[Point-per-instance localization data]
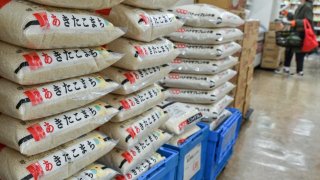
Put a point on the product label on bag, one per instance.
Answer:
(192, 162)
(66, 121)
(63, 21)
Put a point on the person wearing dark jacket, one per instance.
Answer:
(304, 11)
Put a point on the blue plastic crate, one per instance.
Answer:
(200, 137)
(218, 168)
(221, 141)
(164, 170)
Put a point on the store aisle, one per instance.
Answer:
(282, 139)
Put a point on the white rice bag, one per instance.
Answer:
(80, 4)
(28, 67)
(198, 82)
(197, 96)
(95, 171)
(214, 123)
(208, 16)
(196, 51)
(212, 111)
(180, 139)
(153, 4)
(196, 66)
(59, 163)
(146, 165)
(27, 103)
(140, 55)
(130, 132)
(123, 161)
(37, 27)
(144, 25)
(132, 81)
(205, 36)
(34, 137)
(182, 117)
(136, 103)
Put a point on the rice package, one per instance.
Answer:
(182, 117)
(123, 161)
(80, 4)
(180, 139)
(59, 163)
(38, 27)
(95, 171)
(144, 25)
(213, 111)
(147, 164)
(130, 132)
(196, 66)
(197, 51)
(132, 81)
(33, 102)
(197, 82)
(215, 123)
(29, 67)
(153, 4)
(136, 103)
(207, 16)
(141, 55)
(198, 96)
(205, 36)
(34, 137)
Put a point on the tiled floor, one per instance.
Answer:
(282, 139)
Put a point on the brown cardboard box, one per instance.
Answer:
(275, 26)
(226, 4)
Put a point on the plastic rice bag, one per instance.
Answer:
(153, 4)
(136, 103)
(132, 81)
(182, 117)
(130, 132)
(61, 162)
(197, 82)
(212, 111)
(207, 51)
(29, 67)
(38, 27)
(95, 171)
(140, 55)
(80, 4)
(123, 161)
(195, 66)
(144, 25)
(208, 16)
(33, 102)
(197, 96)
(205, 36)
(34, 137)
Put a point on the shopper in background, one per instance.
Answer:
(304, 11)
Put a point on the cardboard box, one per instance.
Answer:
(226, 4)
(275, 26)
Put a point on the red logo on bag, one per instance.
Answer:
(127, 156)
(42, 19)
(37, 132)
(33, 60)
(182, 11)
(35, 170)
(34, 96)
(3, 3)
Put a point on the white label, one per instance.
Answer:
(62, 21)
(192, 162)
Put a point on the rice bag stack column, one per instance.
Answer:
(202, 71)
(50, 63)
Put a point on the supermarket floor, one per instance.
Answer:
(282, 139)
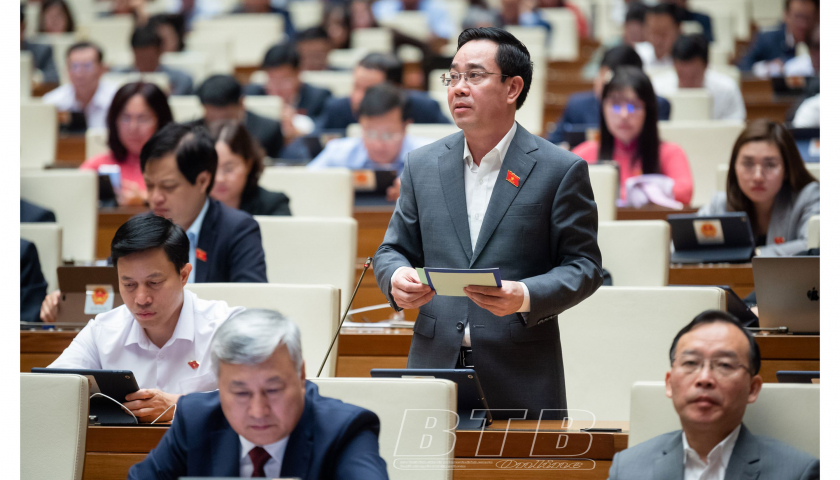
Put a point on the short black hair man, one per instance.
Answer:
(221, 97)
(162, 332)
--
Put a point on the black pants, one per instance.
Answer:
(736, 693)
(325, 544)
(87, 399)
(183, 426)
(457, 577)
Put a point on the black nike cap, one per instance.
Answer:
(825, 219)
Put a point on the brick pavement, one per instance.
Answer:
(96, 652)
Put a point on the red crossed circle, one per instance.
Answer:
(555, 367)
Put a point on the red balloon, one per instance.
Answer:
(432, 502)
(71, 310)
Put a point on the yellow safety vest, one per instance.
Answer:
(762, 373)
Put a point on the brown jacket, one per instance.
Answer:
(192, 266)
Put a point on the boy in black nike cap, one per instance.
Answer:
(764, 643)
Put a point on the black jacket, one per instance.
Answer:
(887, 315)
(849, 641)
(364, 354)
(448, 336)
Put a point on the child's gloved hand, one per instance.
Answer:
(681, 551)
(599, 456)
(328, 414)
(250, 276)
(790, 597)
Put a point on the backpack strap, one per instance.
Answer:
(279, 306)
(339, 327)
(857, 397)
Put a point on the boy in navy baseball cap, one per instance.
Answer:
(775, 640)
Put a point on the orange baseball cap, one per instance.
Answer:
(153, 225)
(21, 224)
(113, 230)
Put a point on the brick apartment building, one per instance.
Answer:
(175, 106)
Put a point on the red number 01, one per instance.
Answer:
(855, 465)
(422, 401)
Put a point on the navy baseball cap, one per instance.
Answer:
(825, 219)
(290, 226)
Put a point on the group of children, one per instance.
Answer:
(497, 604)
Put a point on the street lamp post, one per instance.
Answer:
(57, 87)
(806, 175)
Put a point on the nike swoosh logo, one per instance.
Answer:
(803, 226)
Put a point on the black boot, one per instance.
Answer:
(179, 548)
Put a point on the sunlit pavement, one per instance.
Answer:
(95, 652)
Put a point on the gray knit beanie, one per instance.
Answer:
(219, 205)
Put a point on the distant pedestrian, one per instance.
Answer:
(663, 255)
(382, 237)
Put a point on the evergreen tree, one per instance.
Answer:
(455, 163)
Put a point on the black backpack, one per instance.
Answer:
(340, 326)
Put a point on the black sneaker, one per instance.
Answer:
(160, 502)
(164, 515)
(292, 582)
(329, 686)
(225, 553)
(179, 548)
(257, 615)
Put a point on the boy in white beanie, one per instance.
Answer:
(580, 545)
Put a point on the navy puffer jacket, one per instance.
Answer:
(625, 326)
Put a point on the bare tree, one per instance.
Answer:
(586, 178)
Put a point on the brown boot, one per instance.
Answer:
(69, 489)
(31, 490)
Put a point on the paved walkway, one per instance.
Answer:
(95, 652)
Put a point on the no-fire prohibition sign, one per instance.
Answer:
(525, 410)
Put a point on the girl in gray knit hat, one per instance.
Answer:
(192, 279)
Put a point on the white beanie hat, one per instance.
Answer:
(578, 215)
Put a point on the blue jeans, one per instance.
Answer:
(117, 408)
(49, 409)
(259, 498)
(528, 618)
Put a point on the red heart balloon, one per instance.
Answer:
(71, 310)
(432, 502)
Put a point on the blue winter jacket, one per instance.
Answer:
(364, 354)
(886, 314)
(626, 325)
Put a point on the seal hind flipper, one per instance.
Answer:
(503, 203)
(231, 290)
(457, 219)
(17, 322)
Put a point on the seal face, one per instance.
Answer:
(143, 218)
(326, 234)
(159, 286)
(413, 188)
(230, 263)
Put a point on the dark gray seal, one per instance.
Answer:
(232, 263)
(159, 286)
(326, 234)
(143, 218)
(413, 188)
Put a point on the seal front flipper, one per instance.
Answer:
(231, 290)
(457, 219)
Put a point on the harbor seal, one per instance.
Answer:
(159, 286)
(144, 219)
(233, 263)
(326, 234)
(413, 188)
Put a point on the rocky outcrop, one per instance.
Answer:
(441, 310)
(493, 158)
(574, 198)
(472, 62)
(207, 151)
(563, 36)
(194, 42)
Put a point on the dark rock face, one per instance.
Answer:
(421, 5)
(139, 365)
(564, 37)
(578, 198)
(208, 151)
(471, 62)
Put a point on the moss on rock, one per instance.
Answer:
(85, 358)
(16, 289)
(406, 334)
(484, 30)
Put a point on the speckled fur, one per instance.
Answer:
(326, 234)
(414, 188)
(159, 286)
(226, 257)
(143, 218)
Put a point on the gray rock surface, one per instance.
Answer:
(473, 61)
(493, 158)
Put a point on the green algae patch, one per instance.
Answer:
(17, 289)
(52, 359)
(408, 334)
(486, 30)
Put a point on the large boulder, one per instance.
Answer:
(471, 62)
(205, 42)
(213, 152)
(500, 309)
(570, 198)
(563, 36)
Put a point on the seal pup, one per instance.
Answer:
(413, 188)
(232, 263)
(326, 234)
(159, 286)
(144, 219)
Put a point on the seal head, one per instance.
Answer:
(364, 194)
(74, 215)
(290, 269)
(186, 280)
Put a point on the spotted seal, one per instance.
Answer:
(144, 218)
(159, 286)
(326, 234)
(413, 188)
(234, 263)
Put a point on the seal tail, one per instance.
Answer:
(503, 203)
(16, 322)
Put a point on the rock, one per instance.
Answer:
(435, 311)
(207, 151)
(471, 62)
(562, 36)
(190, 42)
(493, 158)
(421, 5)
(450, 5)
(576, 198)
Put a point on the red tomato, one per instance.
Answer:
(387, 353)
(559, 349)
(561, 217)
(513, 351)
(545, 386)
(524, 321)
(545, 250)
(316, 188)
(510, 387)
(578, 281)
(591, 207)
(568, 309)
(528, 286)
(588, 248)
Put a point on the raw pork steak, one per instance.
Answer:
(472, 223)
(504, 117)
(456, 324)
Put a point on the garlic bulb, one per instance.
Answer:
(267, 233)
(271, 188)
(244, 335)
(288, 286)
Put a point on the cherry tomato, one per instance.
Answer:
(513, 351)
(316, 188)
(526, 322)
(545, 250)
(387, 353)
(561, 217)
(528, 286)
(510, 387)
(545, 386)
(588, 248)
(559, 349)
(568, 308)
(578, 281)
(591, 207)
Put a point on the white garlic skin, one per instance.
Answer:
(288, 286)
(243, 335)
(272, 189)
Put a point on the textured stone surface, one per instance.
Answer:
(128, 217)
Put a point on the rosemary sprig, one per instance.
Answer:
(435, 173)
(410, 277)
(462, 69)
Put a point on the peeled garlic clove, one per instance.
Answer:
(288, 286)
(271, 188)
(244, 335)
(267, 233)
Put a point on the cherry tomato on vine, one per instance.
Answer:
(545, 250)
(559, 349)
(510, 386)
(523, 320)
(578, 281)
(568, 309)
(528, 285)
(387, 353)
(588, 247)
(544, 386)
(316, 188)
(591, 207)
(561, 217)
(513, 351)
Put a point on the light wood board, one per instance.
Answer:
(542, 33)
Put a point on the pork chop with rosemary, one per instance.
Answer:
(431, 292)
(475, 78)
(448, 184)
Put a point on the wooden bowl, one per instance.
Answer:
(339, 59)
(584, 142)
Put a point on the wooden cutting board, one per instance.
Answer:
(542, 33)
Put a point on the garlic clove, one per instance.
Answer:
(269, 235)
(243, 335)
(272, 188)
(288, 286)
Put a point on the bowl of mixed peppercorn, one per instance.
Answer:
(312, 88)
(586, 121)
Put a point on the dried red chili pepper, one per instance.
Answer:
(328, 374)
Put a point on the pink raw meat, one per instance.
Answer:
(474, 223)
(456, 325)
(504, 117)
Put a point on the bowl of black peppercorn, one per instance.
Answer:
* * *
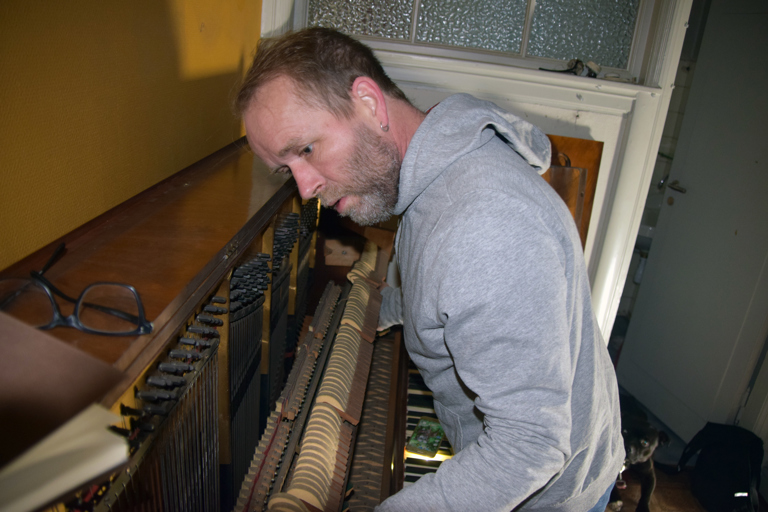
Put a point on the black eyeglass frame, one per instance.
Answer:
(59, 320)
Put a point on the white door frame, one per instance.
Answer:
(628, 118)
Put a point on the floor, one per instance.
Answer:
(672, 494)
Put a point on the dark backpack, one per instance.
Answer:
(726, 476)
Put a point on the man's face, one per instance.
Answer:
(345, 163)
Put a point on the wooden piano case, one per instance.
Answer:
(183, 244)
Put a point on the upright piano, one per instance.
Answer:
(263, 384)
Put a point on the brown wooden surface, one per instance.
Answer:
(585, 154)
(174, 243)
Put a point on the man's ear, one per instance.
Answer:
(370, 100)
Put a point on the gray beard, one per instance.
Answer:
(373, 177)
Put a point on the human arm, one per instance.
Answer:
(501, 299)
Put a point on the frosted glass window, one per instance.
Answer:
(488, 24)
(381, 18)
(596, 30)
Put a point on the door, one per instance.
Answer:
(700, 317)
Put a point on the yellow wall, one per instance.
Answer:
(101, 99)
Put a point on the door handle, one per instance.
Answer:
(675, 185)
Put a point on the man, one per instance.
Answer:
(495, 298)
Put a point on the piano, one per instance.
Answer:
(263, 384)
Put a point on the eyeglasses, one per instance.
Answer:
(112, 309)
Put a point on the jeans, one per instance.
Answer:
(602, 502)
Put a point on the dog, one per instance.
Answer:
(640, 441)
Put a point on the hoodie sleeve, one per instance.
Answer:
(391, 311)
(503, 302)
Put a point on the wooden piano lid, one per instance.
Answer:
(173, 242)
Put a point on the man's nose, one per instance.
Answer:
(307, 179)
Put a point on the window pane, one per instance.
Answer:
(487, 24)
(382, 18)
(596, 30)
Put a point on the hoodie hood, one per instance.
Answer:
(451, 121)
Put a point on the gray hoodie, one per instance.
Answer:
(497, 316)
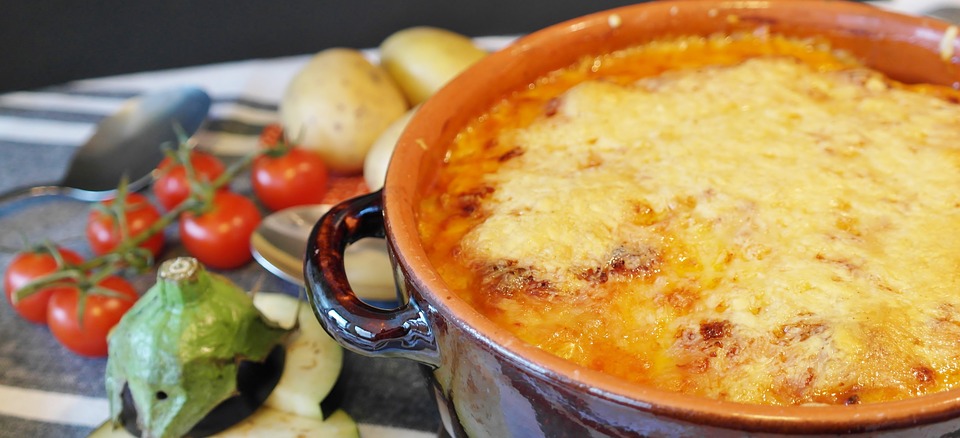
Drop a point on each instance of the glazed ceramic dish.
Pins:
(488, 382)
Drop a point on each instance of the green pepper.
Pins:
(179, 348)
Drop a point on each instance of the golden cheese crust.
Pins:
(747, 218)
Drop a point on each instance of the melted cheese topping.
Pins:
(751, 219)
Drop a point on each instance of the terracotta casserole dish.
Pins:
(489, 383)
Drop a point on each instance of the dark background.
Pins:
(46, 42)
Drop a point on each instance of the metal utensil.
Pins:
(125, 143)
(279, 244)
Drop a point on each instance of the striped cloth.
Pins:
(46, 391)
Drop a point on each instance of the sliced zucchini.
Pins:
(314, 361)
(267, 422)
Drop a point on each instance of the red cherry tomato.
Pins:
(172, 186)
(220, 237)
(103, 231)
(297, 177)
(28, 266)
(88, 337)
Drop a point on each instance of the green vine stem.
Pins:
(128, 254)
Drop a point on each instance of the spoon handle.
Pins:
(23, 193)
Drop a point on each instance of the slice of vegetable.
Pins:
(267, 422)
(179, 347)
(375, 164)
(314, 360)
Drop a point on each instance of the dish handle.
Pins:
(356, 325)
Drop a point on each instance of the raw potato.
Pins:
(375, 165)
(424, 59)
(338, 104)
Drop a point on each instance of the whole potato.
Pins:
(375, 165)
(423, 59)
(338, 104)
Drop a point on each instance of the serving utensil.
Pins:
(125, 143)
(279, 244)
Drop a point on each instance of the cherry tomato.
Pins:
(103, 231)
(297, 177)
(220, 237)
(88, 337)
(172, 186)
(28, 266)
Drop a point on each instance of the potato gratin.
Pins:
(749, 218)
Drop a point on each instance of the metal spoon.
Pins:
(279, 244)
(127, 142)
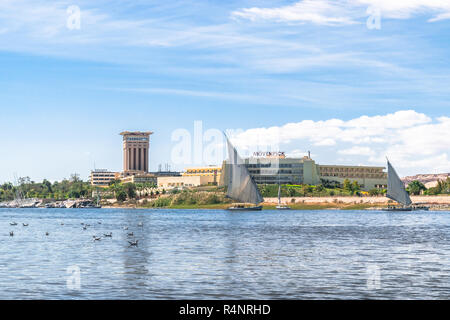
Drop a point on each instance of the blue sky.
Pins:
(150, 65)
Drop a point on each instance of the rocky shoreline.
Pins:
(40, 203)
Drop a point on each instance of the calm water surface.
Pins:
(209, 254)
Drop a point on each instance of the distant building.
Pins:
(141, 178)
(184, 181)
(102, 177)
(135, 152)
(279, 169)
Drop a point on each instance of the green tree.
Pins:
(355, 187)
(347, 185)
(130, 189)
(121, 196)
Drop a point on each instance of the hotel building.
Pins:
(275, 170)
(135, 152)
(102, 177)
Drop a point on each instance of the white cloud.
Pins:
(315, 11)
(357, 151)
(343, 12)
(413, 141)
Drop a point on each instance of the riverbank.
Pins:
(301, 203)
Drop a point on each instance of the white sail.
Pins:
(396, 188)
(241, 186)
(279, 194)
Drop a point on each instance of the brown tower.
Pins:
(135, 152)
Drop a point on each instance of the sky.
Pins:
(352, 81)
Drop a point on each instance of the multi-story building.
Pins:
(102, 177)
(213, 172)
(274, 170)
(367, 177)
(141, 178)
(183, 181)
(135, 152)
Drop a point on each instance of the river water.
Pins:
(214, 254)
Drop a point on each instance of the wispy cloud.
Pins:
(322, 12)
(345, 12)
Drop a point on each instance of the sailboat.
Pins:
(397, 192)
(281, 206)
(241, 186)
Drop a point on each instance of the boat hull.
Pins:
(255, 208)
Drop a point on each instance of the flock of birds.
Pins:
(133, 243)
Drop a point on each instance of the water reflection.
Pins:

Your instructions> Copy every line of the entries in which "window" can be found.

Response area>
Put a point on the frosted glass window, one per instance.
Put a point on the window pane, one per instance.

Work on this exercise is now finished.